• Exercise requirements
Reproduce each of the rows below word for word, changing nothing.

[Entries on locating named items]
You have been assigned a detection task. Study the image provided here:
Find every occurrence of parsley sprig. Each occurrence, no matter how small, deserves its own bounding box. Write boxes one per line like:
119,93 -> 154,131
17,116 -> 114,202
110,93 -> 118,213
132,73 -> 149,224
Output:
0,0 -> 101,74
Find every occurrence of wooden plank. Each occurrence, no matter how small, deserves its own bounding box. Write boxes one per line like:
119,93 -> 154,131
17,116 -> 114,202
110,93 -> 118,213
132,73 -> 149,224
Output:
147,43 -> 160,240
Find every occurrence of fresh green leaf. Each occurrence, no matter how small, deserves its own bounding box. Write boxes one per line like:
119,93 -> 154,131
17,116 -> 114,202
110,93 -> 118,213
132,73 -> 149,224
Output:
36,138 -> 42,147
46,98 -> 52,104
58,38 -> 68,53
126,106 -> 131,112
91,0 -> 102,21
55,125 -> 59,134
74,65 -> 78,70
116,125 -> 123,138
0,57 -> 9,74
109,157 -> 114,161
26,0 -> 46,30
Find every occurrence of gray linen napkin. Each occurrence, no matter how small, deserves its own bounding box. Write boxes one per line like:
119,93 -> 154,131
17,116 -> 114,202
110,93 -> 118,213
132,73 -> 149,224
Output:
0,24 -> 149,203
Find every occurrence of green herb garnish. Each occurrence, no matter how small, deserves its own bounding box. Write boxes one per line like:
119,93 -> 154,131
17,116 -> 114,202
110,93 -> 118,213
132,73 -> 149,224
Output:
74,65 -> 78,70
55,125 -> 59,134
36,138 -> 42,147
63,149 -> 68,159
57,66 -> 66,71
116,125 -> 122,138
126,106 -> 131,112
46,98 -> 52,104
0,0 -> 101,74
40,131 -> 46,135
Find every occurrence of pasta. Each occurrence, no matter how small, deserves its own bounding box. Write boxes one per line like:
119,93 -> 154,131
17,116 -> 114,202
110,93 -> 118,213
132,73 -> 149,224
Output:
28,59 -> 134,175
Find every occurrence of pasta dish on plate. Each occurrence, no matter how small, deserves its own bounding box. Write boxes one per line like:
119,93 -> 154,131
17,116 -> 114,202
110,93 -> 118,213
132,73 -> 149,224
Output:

• Response to this task
You have been assigned a detection task. Study the image provided here:
Find every occurrence of parsley sprig. Each occurrence, no matter how small, deserves its own bounding box. Write boxes one per line like:
119,93 -> 154,131
17,116 -> 114,202
110,93 -> 118,213
132,73 -> 149,224
Output:
0,0 -> 101,74
Find every occurrence of wooden plank. Each occurrence, no matter how small, deserves its own bounding box. Write boxes one per line like:
119,93 -> 154,131
17,116 -> 114,202
110,93 -> 118,213
132,73 -> 149,224
Output:
147,43 -> 160,240
Find every occurrence of fresh green leaf. Each occurrence, no matter how small, deserves its own bounding box. Write boxes one per line like:
119,93 -> 154,131
17,116 -> 114,202
110,93 -> 118,213
132,73 -> 149,224
Output:
36,138 -> 42,147
46,98 -> 52,104
58,38 -> 68,53
126,106 -> 131,112
91,0 -> 102,21
55,125 -> 59,134
74,65 -> 78,70
116,125 -> 123,138
0,57 -> 9,74
109,157 -> 114,161
26,0 -> 46,30
Find every occurrence of gray linen napkin. Each occurrence, no matter how small, deserves its own bounding box. Write boxes one per line like:
119,93 -> 154,131
17,116 -> 114,202
110,93 -> 118,213
132,73 -> 149,224
Output:
0,24 -> 149,203
Find every occurrence of green herb garnish. Each occurrence, no matter how small, deserves its own bounding box. Write boxes one per line like:
119,93 -> 154,131
17,116 -> 114,202
110,93 -> 118,213
132,73 -> 149,224
Output:
74,65 -> 78,70
55,125 -> 59,134
36,138 -> 42,147
63,149 -> 68,159
57,66 -> 66,71
116,125 -> 122,138
126,106 -> 131,112
46,98 -> 52,104
0,0 -> 101,74
40,131 -> 46,135
Find every occurrence of pasta. Each occurrence, no matter how small, deserves its own bounding box. Write boxes one per line like:
119,93 -> 154,131
17,116 -> 114,202
110,93 -> 118,213
132,73 -> 149,224
Output:
28,59 -> 134,175
Find every occurrence of pasta dish on plate. Each occurrence, no matter how small, deserves its own bounding box. Write boxes one per line like:
119,93 -> 154,131
17,116 -> 114,202
110,93 -> 118,213
132,73 -> 149,224
Output:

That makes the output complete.